Work item —
Search term "pair": please show all lines in the listing that contain it.

- - - - -

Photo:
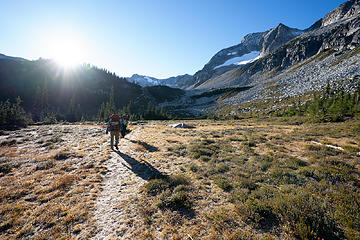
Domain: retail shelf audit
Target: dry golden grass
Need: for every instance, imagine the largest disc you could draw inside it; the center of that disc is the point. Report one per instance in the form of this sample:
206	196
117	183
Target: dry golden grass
45	198
214	217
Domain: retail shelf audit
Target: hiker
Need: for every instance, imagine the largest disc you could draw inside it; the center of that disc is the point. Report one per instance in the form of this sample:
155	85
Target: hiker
114	125
125	120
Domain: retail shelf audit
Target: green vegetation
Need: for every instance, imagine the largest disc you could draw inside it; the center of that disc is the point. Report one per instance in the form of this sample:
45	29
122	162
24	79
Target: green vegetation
12	115
333	105
302	195
225	92
170	192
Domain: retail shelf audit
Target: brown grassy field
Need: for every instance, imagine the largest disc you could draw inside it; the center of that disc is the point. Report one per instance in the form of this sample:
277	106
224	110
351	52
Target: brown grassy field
243	179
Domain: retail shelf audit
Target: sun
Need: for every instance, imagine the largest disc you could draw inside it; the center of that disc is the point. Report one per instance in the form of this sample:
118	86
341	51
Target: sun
67	50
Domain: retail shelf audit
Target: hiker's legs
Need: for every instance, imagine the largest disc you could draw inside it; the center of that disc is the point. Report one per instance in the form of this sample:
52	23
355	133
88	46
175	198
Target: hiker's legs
116	133
112	135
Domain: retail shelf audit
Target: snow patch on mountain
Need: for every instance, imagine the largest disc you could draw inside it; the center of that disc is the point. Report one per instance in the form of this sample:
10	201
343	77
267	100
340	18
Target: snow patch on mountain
232	53
244	59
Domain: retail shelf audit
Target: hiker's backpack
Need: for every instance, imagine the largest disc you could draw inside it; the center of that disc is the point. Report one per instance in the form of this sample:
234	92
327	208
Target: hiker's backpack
115	123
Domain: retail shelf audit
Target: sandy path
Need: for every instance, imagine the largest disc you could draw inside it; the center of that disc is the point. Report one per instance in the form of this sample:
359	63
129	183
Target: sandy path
116	205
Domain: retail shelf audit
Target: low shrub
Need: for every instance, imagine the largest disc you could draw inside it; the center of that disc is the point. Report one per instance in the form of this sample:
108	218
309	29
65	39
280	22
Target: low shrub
224	184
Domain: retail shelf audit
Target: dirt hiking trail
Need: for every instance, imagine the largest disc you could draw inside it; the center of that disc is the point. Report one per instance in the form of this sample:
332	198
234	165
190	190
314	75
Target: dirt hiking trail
116	204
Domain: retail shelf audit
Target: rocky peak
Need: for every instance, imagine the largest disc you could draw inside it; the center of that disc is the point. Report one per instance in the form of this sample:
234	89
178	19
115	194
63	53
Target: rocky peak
346	10
278	36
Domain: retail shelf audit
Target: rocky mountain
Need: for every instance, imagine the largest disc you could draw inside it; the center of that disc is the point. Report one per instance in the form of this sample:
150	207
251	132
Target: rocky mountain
281	62
4	57
254	46
180	81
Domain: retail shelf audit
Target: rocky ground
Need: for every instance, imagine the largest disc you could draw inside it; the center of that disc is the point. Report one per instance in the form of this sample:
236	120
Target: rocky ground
64	181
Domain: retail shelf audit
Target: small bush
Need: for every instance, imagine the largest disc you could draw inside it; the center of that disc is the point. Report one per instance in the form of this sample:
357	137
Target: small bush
45	165
156	186
5	168
193	167
224	184
179	179
62	155
8	142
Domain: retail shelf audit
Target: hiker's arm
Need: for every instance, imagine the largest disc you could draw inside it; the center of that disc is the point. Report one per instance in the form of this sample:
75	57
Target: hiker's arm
107	128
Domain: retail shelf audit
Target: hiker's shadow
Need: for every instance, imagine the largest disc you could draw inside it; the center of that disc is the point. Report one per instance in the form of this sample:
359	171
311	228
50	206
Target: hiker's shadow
147	146
142	169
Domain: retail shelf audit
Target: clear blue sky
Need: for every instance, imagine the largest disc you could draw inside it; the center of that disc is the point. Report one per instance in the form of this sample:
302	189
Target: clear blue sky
159	38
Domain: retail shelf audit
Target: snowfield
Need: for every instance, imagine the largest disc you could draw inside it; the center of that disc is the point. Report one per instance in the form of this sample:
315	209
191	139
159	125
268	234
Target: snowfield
244	59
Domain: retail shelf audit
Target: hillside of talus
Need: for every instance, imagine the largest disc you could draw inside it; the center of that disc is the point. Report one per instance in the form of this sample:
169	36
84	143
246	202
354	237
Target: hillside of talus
238	179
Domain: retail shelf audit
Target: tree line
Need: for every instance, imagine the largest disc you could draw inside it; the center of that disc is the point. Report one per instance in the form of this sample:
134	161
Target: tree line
333	104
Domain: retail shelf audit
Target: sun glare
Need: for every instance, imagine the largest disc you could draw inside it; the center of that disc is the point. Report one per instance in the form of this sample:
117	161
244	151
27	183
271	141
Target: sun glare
67	51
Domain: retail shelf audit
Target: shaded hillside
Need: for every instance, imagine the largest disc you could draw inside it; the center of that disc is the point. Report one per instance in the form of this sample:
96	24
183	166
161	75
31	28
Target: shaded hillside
46	88
161	94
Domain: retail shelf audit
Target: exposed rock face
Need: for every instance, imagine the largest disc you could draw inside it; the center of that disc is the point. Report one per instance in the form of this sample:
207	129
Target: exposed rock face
263	42
277	37
331	33
180	81
346	10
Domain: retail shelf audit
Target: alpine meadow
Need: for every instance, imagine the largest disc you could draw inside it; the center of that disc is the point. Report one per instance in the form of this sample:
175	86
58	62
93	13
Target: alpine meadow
262	142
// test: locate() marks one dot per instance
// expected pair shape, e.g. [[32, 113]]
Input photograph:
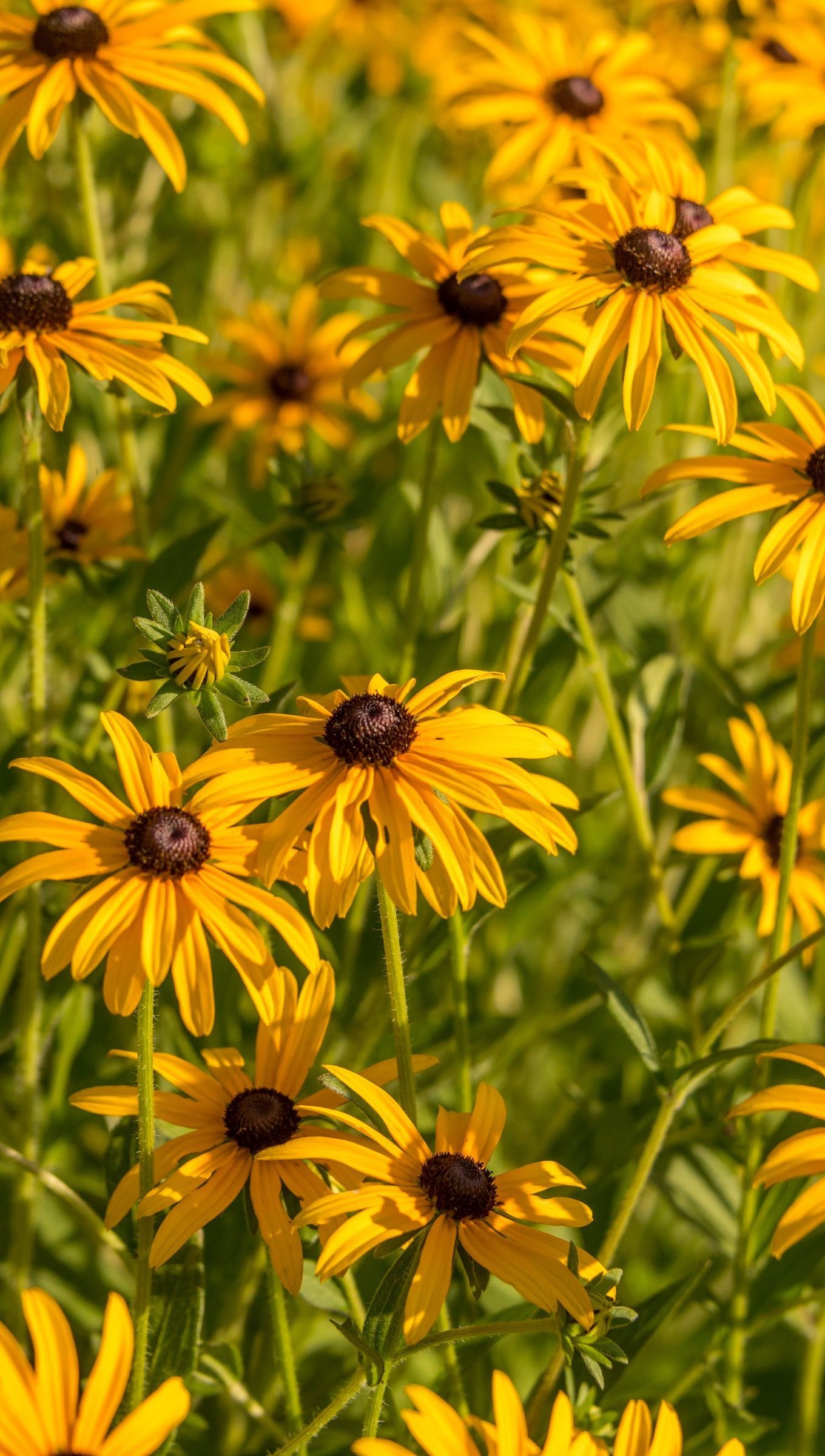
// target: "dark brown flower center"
[[477, 299], [261, 1117], [72, 533], [575, 96], [815, 468], [290, 382], [459, 1185], [69, 31], [652, 260], [34, 303], [168, 842], [370, 729], [779, 53], [692, 217]]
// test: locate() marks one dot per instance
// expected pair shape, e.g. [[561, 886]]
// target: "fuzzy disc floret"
[[370, 729], [459, 1185], [168, 842]]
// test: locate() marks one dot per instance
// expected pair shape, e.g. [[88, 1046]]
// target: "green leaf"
[[625, 1013]]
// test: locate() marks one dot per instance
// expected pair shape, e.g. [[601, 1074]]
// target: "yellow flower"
[[233, 1117], [103, 47], [787, 477], [412, 768], [798, 1156], [441, 1432], [459, 322], [456, 1198], [567, 95], [751, 824], [625, 252], [289, 377], [44, 1413], [41, 321], [169, 875]]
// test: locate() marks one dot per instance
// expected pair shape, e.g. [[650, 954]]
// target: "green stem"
[[741, 1275], [399, 1013], [460, 1008], [418, 557], [286, 1355], [553, 559], [30, 995], [146, 1154], [635, 798]]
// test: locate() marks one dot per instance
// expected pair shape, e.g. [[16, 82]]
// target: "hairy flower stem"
[[418, 558], [30, 999], [739, 1299], [103, 286], [399, 1013], [146, 1154], [510, 692], [633, 794], [286, 1355]]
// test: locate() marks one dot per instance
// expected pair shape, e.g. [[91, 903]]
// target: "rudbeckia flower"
[[287, 379], [460, 322], [751, 824], [441, 1432], [626, 255], [798, 1156], [101, 49], [232, 1119], [41, 321], [44, 1413], [786, 475], [453, 1195], [567, 95], [412, 768], [165, 875]]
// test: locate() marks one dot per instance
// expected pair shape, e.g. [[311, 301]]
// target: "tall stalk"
[[30, 1008]]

- - - - -

Expected answer —
// expected pair shape, e.g. [[32, 113]]
// expected pair shape, e.g. [[561, 886]]
// expected pair shape, e.g. [[88, 1046]]
// expected pair shape, e.g. [[601, 1074]]
// expected pair shape, e.g. [[650, 954]]
// expected pair shape, e.g. [[16, 82]]
// expected pair shape, e.g. [[91, 903]]
// expected pair shape, e.g. [[311, 301]]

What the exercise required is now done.